## PROVIDED PASSAGE
*** Block opens ***

MSE Undergrad Selected as Grand Challenges Scholar

By Niki Jennings

Perry Berlin

The Department of Materials Science and Engineering is excited to announce Perry Berlin as a Grand Challenges Scholar! Perry is a second-year undergraduate in MSE and joins an elite association of high-achieving engineering students across the nation who are working together to face the Grand Challenges of Engineering in the 21st century.

In conjunction with the NC State University College of Engineering, the National Academy of Engineering Grand Challenges for Engineering, created in 2008, presents an aspirational vision of what engineering needs to deliver to all people. Its vision: “Continuation of life on the planet, making our world more sustainable, secure, healthy, and joyful,” aims to heighten awareness among future engineers about the challenges that we face in today’s world. 

We sat down with Perry recently to learn more about her background. 

 

You have an impressive background! Other than being accepted into the elite Grand Challenges Scholars program, what other programs have you participated in? 

Perry: I am in the University Honors Program (formerly University Scholars Program). I am also the Vice President of the Engineer’s Council. I am an MSE major and began a minor in Science Communications this summer. To fulfill my Multicultural requirement for the Grand Challenges Program, I was able to study abroad in Prague with my E101 classmates and fellow MSE student/roommate Zoe Watts. The College of Engineering even let us do a takeover of their Instagram account while on our trip, and it is currently highlighted on their stories

Perry (fifth from left) with the E101 class in Prague

Of the four themes stated in the Grand Challenges vision, which one resonates most with you? 

Perry: Great question! For me, it is Sustainability, specifically, developing carbon sequestration methods. There are too many carbon dioxide emissions in the atmosphere, and developing carbon sequestration methods can pull out the CO2 from the air and give it another purpose. I aim to work for a company someday like Carbon Engineering based in Vancouver that will allow me to put this science into practice.

*** Block closes ***

## WORK TASK 1
In the Grand Challenges Scholar profile, what company does Perry name as an example of where she aims to work someday?
## WORK TASK 2
Continue the Grand Challenges Scholar profile from where it stops.

## ENTRIES SHOWN

*** Block opens ***

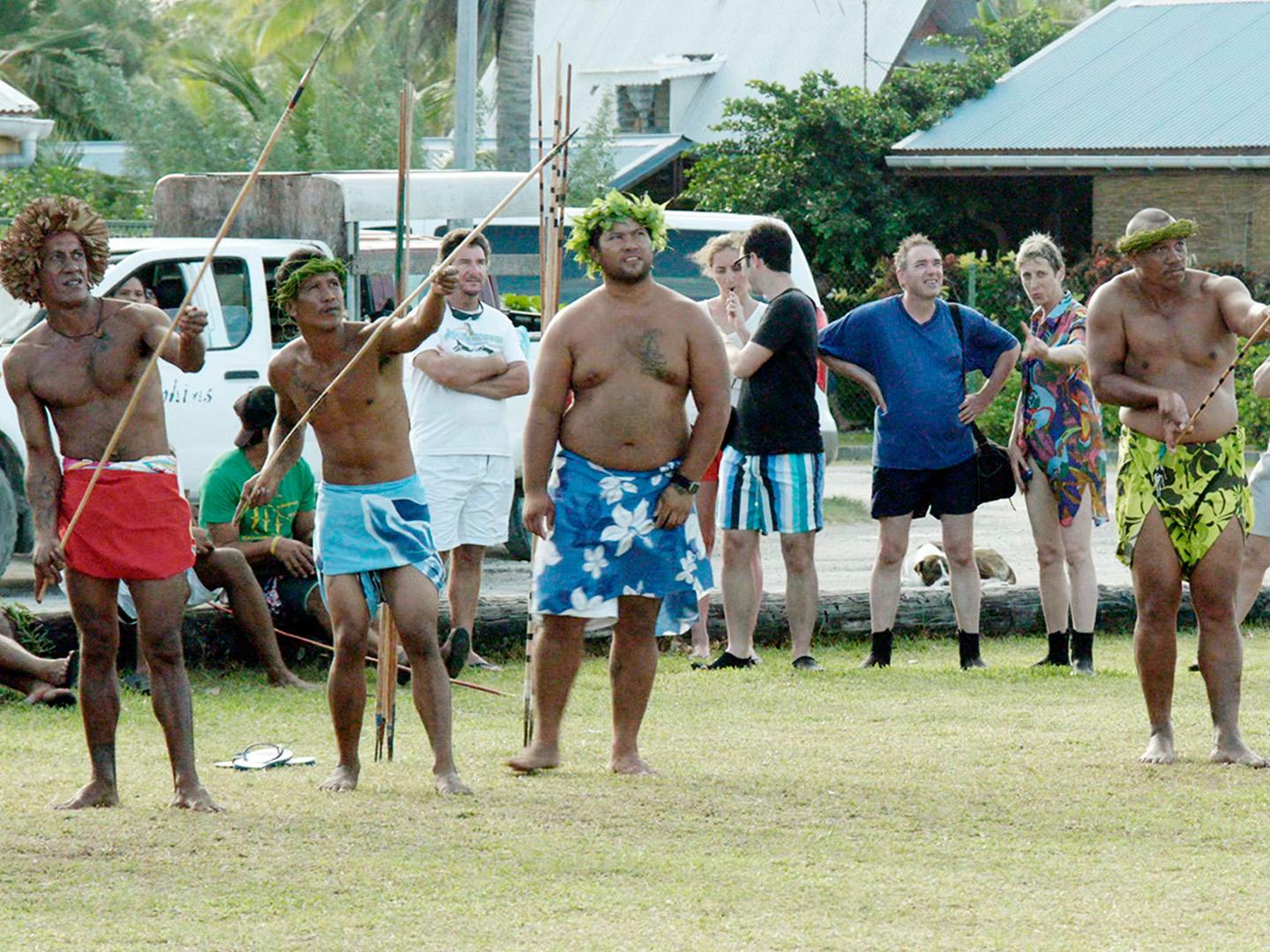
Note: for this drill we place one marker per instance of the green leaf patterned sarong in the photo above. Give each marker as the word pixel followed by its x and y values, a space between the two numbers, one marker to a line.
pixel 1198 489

*** Block closes ***
*** Block opens ***

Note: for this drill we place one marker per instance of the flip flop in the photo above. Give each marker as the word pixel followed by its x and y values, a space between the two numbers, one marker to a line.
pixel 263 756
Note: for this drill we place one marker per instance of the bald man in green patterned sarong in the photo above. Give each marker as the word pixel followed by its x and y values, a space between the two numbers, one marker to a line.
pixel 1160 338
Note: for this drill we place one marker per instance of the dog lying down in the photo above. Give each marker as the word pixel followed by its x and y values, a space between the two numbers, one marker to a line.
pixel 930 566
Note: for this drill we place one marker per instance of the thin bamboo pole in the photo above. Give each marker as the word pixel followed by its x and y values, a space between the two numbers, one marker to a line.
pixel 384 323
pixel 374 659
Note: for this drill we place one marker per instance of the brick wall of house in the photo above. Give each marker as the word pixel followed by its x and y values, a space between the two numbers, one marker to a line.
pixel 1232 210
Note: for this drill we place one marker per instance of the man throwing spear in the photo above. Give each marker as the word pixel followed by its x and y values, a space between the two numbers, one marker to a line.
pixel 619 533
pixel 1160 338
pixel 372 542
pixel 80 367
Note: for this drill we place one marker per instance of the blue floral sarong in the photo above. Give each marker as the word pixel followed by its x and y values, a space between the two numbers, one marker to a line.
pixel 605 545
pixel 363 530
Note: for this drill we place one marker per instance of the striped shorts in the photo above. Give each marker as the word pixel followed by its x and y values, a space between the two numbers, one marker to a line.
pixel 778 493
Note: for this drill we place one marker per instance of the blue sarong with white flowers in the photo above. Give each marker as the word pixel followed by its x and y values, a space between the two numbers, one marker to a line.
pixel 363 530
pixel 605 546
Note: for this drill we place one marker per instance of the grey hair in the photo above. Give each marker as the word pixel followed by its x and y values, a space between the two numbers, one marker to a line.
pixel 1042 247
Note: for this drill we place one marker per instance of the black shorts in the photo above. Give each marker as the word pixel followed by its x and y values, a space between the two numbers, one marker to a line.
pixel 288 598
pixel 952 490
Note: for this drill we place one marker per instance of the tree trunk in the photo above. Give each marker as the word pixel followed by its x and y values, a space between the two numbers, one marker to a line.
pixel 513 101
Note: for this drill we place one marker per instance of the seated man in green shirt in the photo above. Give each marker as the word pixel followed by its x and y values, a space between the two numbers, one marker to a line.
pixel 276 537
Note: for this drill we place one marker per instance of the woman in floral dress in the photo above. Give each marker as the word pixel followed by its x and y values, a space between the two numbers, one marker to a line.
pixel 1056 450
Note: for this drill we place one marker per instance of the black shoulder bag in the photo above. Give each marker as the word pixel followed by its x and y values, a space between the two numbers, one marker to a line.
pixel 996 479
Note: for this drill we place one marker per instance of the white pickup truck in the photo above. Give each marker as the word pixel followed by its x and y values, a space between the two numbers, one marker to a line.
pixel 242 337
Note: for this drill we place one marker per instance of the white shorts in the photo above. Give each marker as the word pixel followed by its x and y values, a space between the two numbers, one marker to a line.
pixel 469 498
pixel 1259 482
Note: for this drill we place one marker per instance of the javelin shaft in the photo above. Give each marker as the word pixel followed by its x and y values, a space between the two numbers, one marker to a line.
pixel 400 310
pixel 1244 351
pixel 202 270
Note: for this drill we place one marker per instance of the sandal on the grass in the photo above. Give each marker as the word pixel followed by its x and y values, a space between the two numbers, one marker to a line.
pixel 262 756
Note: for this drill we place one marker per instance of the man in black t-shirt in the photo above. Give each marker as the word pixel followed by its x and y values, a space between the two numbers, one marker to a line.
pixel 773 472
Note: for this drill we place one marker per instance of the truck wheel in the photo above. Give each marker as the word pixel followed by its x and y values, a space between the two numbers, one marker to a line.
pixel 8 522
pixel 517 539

*** Block closes ***
*** Block opens ***

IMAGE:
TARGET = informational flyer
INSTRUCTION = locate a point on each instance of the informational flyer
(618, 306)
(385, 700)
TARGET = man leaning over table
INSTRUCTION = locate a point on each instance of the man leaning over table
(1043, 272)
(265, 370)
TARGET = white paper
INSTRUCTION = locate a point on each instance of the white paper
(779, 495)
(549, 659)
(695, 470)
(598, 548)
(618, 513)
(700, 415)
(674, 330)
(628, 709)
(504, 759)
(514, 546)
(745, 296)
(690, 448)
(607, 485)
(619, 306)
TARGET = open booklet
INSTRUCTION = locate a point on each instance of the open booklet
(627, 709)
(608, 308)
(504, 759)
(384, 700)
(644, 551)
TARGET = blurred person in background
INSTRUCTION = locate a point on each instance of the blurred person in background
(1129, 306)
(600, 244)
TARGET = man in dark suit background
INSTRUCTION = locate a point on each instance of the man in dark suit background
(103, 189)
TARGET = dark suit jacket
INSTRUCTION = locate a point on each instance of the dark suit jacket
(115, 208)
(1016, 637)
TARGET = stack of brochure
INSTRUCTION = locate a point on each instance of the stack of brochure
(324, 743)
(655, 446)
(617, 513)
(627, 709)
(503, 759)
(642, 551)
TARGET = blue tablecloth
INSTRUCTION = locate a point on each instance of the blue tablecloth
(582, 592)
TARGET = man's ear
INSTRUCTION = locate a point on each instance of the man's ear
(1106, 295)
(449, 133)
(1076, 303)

*** Block closes ***

## OUTPUT 1
Carbon Engineering, based in Vancouver.

## OUTPUT 2
That sounds really advanced! How did you learn about carbon dioxide emissions? 

Perry: I learned about carbon dioxide emissions in my fall 2021 E102 course by Dr. Olgha Qaqish. But I have been interested in climate issues since high school. I was fortunate to have gone to an engineering high school where I was encouraged to think about problem-solving, and it was not long before I narrowed down my focus to climate issues. 

 

Your high school sounds like it really prepared you for a rigorous college engineering program. Can you tell me more about the program?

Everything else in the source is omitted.